Selected extract:
The questions surrounding this commandment are very real and very urgent. Does it mean, for instance, that when my elderly parents need round the clock care, that I must somehow provide it no matter what the cost to the rest of the family? Is it dishonor to put a parent in a nursing home? What about turning in a drug-abusing parent or a parent molesting a sibling to authorities? For most of his life, my grandfather smoked several packs of cigarettes a day. But when he came to visit our house in Rhode Island, my mother always made him smoke outside. No matter if it was 10 degrees outside and a blizzard was raging; if he wanted a cigarette, out he went. Was that dishonor?
 

It would be easy to adopt a simple answer and say that this commandment means that young children should do what their parents tell them, but that was not the issue. There were other laws that demanded the obedience of minor children to their parents. This commandment is aimed at adults, and the issue is not obedience but honor.
 

First, I think it is important to look at the word “honor.” The word in Hebrew means “heavy.” That sounds odd, but we do have something similar in English: “gravity.” The law of gravity, which we have courtesy of Sir Isaac Newton and an obliging apple, is a law concerning weight or heaviness. Gravity on a planet determines how heavy something is.

The tasks:
• a. In the passage on the commandment to honor parents, what does the Hebrew word for "honor" mean?
• b. Repeat the passage on honoring parents word for word, starting at "First, I think" and ending at "heavy something is.".
• c. Summarize the passage on honoring parents in two sentences.

Items:
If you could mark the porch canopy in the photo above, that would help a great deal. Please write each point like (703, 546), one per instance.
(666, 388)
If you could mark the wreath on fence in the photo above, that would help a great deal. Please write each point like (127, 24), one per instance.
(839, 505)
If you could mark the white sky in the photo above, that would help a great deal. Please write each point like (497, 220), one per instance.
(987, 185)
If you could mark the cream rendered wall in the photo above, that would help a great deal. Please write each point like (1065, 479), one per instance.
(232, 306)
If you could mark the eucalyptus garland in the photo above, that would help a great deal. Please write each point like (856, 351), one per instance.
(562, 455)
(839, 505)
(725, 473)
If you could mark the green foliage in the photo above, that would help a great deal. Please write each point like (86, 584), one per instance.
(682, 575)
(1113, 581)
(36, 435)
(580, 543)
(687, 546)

==

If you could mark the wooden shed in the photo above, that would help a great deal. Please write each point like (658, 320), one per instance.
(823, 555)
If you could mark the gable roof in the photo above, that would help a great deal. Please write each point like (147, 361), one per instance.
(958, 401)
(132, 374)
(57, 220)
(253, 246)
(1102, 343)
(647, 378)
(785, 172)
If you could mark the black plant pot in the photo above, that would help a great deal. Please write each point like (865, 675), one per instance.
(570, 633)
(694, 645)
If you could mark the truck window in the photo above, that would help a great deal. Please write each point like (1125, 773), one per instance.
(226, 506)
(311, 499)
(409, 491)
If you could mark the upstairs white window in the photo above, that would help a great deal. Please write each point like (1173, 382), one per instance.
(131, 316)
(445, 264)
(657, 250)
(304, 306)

The responses:
• a. "Heavy."

• b.
First, I think it is important to look at the word “honor.” The word in Hebrew means “heavy.” That sounds odd, but we do have something similar in English: “gravity.” The law of gravity, which we have courtesy of Sir Isaac Newton and an obliging apple, is a law concerning weight or heaviness. Gravity on a planet determines how heavy something is.

• c. The passage raises urgent questions about what the commandment to honor parents requires, such as whether adults must provide round-the-clock care, whether a nursing home is dishonor, and whether to report an abusive parent. It argues that the commandment is aimed at adults and concerns honor rather than obedience, noting that the Hebrew word for "honor" means "heavy," much like the English word "gravity."